┌──

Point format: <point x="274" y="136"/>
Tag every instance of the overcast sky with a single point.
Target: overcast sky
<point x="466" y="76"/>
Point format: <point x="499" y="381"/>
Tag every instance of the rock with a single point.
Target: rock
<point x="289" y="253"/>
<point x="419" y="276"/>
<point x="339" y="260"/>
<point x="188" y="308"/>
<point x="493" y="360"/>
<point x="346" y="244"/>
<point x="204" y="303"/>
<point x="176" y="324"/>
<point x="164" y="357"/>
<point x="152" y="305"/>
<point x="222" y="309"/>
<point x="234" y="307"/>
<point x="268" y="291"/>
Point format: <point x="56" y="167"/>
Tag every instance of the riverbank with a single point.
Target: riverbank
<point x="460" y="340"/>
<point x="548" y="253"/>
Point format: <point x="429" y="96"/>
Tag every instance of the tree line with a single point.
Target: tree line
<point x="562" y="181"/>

└──

REQUIREMENT: Print all of the entries above again, character for character, with no changes.

ANSWER TO THE EXERCISE:
Point format: <point x="274" y="136"/>
Tag every instance of the overcast sky with a single point.
Target: overcast sky
<point x="466" y="76"/>
Point format: <point x="499" y="381"/>
Tag every instance of the rock with a single point.
Target: rock
<point x="289" y="253"/>
<point x="419" y="276"/>
<point x="339" y="260"/>
<point x="188" y="308"/>
<point x="493" y="360"/>
<point x="346" y="244"/>
<point x="204" y="303"/>
<point x="176" y="324"/>
<point x="164" y="357"/>
<point x="152" y="305"/>
<point x="222" y="309"/>
<point x="234" y="307"/>
<point x="268" y="291"/>
Point format: <point x="56" y="167"/>
Tag every instance of the riverbank with a single point.
Target: riverbank
<point x="460" y="340"/>
<point x="548" y="253"/>
Point format: <point x="429" y="96"/>
Tag every instance of the tree line with a single point.
Target: tree line
<point x="562" y="181"/>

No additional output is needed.